Text segment Block Start
Thursday 17 January 2019

Fast now live forever

Because I was a perfectly ghastly person in a previous life, The Fates have made me convenor of the Wexford Science Café, which meets of the 3rd Tuesday of most months in The Sky and the Ground on South Main Street, Wexford [all welcome!]. It's been running for 4 years now and has featured many times on The Blob, because, well, Science Matters. "Running" would not be be the best verb to describe WSC's progress because convening a schedule of speakers is more like pushing a bus uphill. But enough of this passive-aggressive moaning, we've just had a Third Tuesday and nearly a dozen people turned up and everyone contributed to the discussion. So that's clearly a success.

We had on the table a May 2018 paper [see R under the watchful elbow of His Blobbiness] about the relationships among: periodic fasting, fatty acid oxidation, intestinal health and longevity. Here's the Executive Summary from the MIT Press Office. Of course as an impoverished independent scientist, you may be sure I wasn't going to shell out $31.50 to Elsevier to read the whole paper; but SciHub delivered. The discussion made us briefly Famous on Twitter. It is prolly a coincidence that Luke O'Neill was talking about aging on Newstalk FM the very next day. Calico, the company being admired by O'Neill, has a string of prestige papers on senescence. We've met their CSO, David Botstein before. The model organism for longevity is the naked mole rat Spalax ehrenbergi. They're right small but they live for more than 30 years. It may be to do with caloric restriction. Seemingly Spalax finds itself without food periodically and the hypothesis is that drives its long life.

Me, I'm a fan of the Harry "BIG" Secombe diet "You can each as much of whatever you like . . . so long as you don't swallow." I spent more than half my adult life toting around about 10kg of extra lard under my jumper. When I started working at The Institute six years ago, all I ate between breakfast [two small slices of toast] and supper was a modest cheese-and-nothing sandwich made on home-made sourdough bread. There's a canteen at work: cooked breakfast; cappuccinos; packed sambos; muffins, cookies; massive plates of meat-and-two-veg; dessert; candy-bars are all available. But I'm too mean, and frankly, too busy at work to go for any of those things - unless it's a free dinner with a visiting speaker. That didn't make much difference to my [over-]weight because when I got home, I'd have m'dinner and then graze through the bread-basket and cookie-jar. For the last couple of years, I do this far less often, indeed I metaphorically or actually brush my teeth immediately after supper most days. Consequence is that I'm down to a little less than my 18-to-30 weight. It's a real bind after Xmas - not only is that far too much cookies and calories in circulation BUT I see half price stollen in Aldi and 6 mince-pies for 45c. That makes them cheaper than potatoes, so it's hard to say No.
Text segment Block End
Data under study Block Start
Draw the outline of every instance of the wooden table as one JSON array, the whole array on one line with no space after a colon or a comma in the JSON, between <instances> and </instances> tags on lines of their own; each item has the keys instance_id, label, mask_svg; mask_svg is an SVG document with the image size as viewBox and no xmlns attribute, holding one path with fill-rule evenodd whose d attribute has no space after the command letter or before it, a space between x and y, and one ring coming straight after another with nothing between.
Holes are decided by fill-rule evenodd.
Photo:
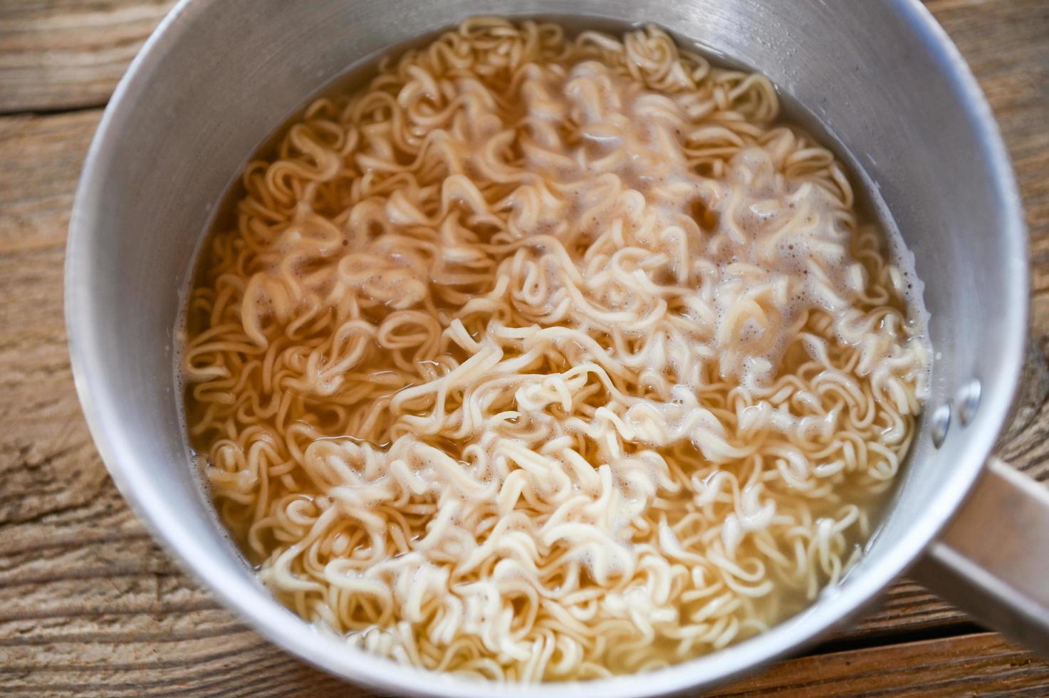
<instances>
[{"instance_id":1,"label":"wooden table","mask_svg":"<svg viewBox=\"0 0 1049 698\"><path fill-rule=\"evenodd\" d=\"M62 318L73 189L102 107L171 4L0 0L0 693L362 696L172 563L109 481L73 394ZM1031 345L999 452L1049 480L1049 0L928 7L980 79L1020 179ZM901 580L857 628L719 695L774 692L1046 696L1049 663Z\"/></svg>"}]
</instances>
Data under study Block End
> [Assignment 1]: In the blog post about fasting and longevity, why did eating only a small sandwich between breakfast and supper at The Institute not do much for the writer's weight?
> [Assignment 2]: Continue the blog post about fasting and longevity from the point where it stops.

> [Response box 1]: It made little difference because after getting home the writer would have dinner and then graze through the bread-basket and cookie-jar.

> [Response box 2]:
We spent some time at WexSciCaf talking about the 5/2 diet because that accords with the caloric restriction hypothesis. Deal is that you can eat around you for 5 days so long as you go cold turkey eat nothing for the next 2 days. That would be far too much for most Westerners so the advocates of 5/2 allow you 500Kcal a day on the off days. That's possible surely:

  • Breakfast:
    • 2 slices toast = 140 Kcal
    • 10g butter =70 Kcal
    • Total = 210 Kcal
  • Lunch
    • 2 slices bread = 140 Kcal
    • 20g cheese = 80Kcal
    • lettuce = zero
    • Total = 240 Kcal
  • Evening: 
    • 2 satsumas = 50 Kcal
  • Total Total 500 Kcal.

Another potentially beneficial regime is to have breakfast . . . in the old style where we used to not eat for 12 hours before the first meal of the day. The absence of food for that amount of time each and every night might trigger a spike of fatty acid oxidation which will turn over the stem cells, renew the cells lining the gut and make us live longer.

These diets have another thing going for them: they must be hard to monetize. Megacorp will surely find it difficult to make a product out of eating nothing. A few years ago my in-laws inherited an indoor cat from one of their descendants. This creature was fat, and it got fatter under the care of two indulgent pensioners. When it sat waiting for food, it looked like a heap of extruded ice-cream. They took it to the vet for a check-over and that charlatan sold them a €20 = 4kg bag of Cat's Slimming Pellets! Vastly more expensive than regular cat food, it seemed to work by being repellent to eat. I offered to buy them a 25kg bag of sheep muesli at €8.95 but my PhD was trumped by the Vet's B.Vet.Med.